> [Exercise brief] Copy each of the items below word for word, line by line.

> [Records for this task]
* * * *

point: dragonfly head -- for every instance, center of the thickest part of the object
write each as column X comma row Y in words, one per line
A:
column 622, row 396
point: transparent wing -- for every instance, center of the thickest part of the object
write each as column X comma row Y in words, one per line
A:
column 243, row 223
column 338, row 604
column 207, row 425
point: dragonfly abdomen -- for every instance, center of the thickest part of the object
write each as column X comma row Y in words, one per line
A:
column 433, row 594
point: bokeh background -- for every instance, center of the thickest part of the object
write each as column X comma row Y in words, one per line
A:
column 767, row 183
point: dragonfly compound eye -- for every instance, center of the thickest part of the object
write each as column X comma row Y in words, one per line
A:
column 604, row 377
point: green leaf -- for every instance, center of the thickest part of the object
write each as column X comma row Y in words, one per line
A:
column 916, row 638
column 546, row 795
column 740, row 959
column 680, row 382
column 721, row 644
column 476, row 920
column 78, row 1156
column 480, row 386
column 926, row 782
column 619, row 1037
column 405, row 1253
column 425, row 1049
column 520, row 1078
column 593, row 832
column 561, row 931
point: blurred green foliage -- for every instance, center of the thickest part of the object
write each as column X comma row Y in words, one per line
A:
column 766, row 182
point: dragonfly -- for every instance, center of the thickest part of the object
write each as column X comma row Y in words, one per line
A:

* * * *

> [Result of this exercise]
point: dragonfly head -- for every instance, center of the thickest part of the object
write each as column X comma row Y in words, one per line
A:
column 622, row 396
point: transparent wing -- for every instance, center of the thickest part of the object
write each as column X comma row Y in words, one per line
A:
column 243, row 223
column 338, row 604
column 207, row 425
point: dragonfly abdomen -- for every instance, center of the thickest part of the object
write each as column X comma row Y in words, one per line
A:
column 433, row 594
point: bokeh background -- for every instance, center of the thickest part of the object
write each as column X comma row Y in words, one per line
A:
column 767, row 183
point: dragonfly compound eye -- for every instance, center of the thickest part of the object
write each as column X comma row Y in words, one per line
A:
column 604, row 377
point: green leaf -- for every instance, center of the thickest part of the object
write each as column X comma row Y in words, one per line
A:
column 916, row 638
column 546, row 795
column 740, row 959
column 680, row 382
column 721, row 644
column 476, row 920
column 78, row 1156
column 480, row 386
column 926, row 782
column 619, row 1037
column 405, row 1253
column 425, row 1049
column 520, row 1078
column 593, row 832
column 561, row 931
point: blurred green foliage -- for every instance, center of the thickest part of the object
write each as column X comma row Y in words, one per line
A:
column 766, row 182
point: dragonfly -- for every instance, center of the thickest part of the object
write each as column X comma row Y in words, one per line
A:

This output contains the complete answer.